─── TEXT SEGMENT ───

# busy and distracted
by pjvm
6-6-2021
log entry #1

I've not updated this capsule in the last four months, while I
certainly intended to. In this log post, I'll explore a bit how that
happened.

So first of all, I *have* been busy, with a bunch of things, though
certainly less busy than some people. I'm afraid to say that I've also
wasted quite a bit of time on the most useless distractions, activities
that aren't even entertaining, much less fulfilling or enlightening. It
feels weird even writing this, almost like a sort of guilt, even though
I'm the only one worse off for it.
Anyway, I've now gotten myself back to the webbrowser being closed by
default when I'm on my computer. I've chosen three specific times in
the day that I can "check" various things. I believe I had actually
achieved a similar situtation with the webbrowser five months ago, but
then I started using a different computer and sort of lost my good
habits during the switch.

Related to the computer switch, I've noticed that in general my
environment influences my behaviour quite a lot. I've not been in the
same place all the time, and the differences between them are big. It's
not at all static, of course: I can change my behaviour within an
environment over time, but I've noticed my good habits don't
necessarily carry over between environments.
As an alternative to the "separate progression in each environment"
model, I can also think of it as one progression that manifests
differently in various environments, depending on how much opportunity
that environment gives me to fall out of my good habits. Definitely,
availability is key. The environment where I currently am contains an
iPad - absolutely detrimental. Things are very different with my
smartphone - I think because the way I think of my smartphone has long
solidified. I'm trying to start thinking of picking up that iPad as
essentially equivalent to opening a webbrowser.
One other important thing is control. If I'm in control of the
environment, I can organise it in such a way that it encourages good
habits. In this way, there can be a progression in the environment
itself - though the real progression is in my environment-shaping
decisionmaking.

───

• **TASK 1**
Answer these about the log entry:
(a) How many specific times in the day are set aside to "check" various things?
(b) Which device in the current environment is described as "absolutely detrimental"?
(c) According to the final paragraph, where does the real progression lie?
• **TASK 2**
Render the stretch of the records from the line containing "Put a point on the row" through the end of the records as a numbered list, omitting blank lines.

─── DATA LINES ───

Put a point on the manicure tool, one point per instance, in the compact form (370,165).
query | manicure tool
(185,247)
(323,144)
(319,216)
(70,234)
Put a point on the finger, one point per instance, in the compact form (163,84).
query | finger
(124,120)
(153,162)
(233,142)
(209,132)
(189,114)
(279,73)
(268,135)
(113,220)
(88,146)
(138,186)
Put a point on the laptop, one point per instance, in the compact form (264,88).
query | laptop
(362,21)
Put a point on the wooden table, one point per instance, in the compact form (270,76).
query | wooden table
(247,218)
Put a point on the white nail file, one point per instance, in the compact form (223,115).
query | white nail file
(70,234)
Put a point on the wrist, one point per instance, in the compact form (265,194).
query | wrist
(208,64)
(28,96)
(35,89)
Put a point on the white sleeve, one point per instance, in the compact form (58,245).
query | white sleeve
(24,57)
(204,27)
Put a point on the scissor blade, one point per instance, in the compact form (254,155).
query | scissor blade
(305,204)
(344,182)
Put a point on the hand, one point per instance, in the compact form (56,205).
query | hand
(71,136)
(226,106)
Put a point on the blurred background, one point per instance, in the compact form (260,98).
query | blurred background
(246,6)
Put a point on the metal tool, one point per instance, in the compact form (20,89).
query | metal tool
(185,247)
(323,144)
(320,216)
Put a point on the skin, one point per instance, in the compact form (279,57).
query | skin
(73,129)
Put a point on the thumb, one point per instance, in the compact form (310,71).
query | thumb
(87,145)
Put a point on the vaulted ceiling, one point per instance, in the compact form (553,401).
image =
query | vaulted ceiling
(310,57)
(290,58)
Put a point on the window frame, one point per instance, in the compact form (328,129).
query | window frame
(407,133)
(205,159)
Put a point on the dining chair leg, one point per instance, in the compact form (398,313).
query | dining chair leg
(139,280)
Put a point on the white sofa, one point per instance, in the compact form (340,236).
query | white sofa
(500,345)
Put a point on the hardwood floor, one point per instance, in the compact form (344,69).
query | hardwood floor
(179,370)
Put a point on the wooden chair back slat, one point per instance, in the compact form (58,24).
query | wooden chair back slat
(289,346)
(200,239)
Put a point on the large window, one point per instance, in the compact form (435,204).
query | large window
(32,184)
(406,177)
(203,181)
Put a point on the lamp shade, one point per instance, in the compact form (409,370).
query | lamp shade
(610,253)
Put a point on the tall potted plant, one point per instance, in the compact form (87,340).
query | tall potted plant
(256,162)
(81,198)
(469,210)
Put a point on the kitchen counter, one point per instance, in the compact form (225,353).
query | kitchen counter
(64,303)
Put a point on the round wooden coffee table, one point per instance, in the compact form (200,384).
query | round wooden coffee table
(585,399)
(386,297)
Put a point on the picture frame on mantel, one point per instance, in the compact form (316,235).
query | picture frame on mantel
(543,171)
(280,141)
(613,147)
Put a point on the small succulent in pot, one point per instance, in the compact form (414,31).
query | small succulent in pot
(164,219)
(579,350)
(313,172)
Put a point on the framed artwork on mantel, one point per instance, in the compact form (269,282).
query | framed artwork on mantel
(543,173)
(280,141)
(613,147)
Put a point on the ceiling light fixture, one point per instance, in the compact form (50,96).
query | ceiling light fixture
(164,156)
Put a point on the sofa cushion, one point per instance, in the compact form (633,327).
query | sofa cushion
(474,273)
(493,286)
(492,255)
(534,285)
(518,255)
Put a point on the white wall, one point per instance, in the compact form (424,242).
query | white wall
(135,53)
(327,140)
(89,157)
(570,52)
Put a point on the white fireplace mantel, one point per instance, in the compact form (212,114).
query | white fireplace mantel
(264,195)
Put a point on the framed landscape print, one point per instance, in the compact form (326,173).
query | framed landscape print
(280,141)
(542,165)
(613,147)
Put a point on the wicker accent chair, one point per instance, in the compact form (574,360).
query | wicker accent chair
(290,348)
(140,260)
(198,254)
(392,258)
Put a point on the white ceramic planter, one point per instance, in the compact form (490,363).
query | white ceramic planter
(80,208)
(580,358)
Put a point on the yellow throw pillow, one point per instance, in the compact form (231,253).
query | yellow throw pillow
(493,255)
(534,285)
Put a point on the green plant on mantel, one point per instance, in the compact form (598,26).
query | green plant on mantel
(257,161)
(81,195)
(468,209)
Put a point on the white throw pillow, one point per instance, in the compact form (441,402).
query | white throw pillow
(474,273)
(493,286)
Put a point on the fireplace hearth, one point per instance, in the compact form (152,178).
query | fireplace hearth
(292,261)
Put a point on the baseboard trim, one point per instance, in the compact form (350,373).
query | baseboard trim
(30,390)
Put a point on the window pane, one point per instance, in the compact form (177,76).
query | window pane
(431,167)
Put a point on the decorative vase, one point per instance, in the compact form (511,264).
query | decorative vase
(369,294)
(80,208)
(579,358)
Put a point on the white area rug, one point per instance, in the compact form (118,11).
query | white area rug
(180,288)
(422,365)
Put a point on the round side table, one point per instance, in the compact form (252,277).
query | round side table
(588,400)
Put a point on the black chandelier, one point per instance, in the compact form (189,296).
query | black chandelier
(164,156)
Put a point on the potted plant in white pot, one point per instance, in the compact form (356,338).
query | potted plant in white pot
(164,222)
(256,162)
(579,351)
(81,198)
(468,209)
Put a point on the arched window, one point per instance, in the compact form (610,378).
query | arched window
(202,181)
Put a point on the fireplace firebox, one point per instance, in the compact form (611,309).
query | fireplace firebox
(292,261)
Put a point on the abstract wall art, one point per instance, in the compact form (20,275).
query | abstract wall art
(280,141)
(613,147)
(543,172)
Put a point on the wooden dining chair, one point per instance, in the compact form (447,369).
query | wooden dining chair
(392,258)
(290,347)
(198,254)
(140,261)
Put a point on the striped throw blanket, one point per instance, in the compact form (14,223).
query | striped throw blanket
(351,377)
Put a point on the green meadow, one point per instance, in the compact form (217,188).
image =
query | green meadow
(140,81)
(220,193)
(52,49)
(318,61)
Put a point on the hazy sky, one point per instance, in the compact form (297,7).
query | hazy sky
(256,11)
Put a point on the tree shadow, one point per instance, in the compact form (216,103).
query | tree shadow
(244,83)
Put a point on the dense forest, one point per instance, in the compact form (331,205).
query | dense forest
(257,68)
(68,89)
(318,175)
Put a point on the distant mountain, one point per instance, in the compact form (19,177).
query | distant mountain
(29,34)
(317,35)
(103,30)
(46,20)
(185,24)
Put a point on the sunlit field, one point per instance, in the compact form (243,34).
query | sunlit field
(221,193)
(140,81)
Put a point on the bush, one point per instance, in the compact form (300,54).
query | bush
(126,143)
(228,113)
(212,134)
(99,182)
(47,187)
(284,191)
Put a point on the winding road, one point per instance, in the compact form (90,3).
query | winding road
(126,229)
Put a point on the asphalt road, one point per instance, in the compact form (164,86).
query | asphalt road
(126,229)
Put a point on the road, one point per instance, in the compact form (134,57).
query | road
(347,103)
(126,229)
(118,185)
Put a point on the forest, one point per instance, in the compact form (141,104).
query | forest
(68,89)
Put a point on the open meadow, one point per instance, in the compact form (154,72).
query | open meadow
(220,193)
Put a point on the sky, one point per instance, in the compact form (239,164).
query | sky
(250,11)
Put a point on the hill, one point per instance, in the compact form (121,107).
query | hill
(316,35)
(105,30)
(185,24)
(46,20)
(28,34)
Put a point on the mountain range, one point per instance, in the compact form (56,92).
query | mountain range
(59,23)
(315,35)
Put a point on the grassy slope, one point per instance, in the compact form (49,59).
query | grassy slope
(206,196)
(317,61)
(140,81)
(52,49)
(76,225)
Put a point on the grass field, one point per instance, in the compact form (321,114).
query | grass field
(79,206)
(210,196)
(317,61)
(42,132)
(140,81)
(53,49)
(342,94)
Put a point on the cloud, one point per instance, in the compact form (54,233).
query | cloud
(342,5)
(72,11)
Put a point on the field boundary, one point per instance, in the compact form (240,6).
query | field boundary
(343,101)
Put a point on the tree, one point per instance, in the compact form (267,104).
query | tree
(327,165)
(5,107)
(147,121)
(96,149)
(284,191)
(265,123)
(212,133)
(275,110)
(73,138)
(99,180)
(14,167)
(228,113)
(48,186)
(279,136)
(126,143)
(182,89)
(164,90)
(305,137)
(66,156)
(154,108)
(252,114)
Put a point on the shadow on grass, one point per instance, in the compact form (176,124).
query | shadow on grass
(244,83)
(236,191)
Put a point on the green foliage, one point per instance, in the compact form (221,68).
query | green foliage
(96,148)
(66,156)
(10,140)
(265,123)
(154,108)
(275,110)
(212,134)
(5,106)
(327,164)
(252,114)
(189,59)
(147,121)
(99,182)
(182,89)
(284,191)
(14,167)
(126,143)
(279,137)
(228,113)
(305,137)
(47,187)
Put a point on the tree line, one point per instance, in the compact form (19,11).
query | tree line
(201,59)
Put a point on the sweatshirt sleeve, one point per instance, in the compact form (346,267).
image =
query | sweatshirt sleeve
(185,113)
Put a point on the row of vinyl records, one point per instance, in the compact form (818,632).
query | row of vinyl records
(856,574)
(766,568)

───

• **CORRECT OUTPUT 1**
(a) Three.
(b) An iPad.
(c) In the environment-shaping decisionmaking.

• **CORRECT OUTPUT 2**
1. Put a point on the row of vinyl records, one point per instance, in the compact form (818,632).
2. query | row of vinyl records
3. (856,574)
4. (766,568)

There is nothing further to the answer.